::: PASSAGE SHOWN :::

Earlier this month- a group of our Senior’s Housing designers had the privilege of attending the Environments for Aging conference in Austin, TX.
As a firm, Arrive has dedicated itself to being at the forefront of Senior Living, which means staying current on the latest research and trends impacting how we design housing- both for the aging, and those needing assistance to carry out their every day tasks. This article is Part 1 of a multi-blog series on topics impacting the ever-changing world of Senior Living.
Active Aging on College Campuses
A topic generating interest again at this year’s conference has been the concept of retirement communities that are connected, and affiliated with a University campus, UBRCs. A UBRC is a University Based Retirement Community.
At Arrive, we have firsthand access to a case study- one of our own projects- and many of the thoughts shared at EFA, ring true to our experience.
Lisa Morgenroth, AAIA and Michael Hanley, AIA outlined 5 Elements that can make it or break it with the implementation of this model.
“Adjacency is a struggle”

:::

* **WORK TO COMPLETE**: Carry on the article about university-based retirement communities, starting after its final sentence. The lines that come next aren't needed for this.

::: MATERIAL PROVIDED :::

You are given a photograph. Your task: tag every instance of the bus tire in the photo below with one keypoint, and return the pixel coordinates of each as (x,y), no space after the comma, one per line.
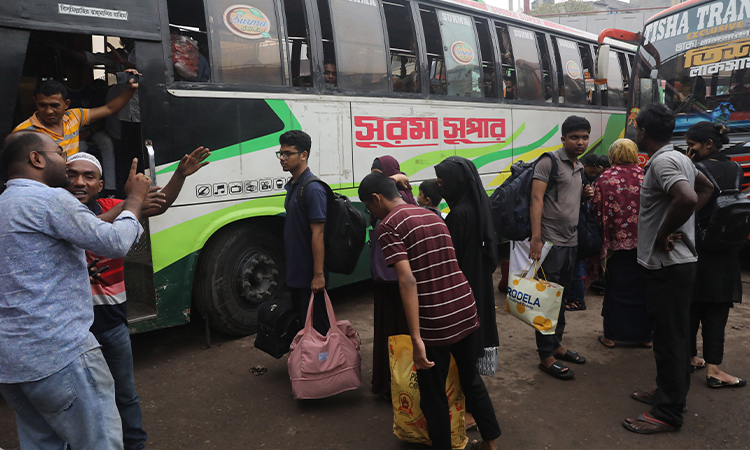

:::

* **ANSWER TO THIS PROBLEM**:
As is the case with all real-estate, location is key. Making a Senior Living community part of an active college campus poses the challenge of proximity. Often, developers learn that any land in close proximity to the campus, seems to be slated for student housing, not seniors. By locating the community too far from campus, the ability to use the University’s resource network diminishes.
“Form a ‘Connect Committee’ “
The program and relationship between the University and the Senior Community must be well developed. A dedicated liaison is a wise decision. A case study, The Village at Penn State, is a good example- where a strong program offers opportunities only available in the UBRC model, such as auditing college courses that interest seniors free of charge. Transportation is provided to and from University events- such as concerts, sporting events, and guest speakers. These opportunities give the UBRC a “leg-up” in quality of life activities.
“Offer a Continuum of Care Options”
Continuing care models are nothing new. Anyone who has been in senior living knows the benefits to aging in place and having an array of care options. This same concept rings true with the UBRC.
“A Long Road to Fruition”
The financial relationship between the community and the university is a complex topic- honestly- your architect may not be the one to help out with this one. What we do know, is that the ROI on the UBRC model, takes longer than Multi-family and student housing. This means there are hurdles in convincing the University and investors that the project is the best use of land and money.
“Alumni as Residents”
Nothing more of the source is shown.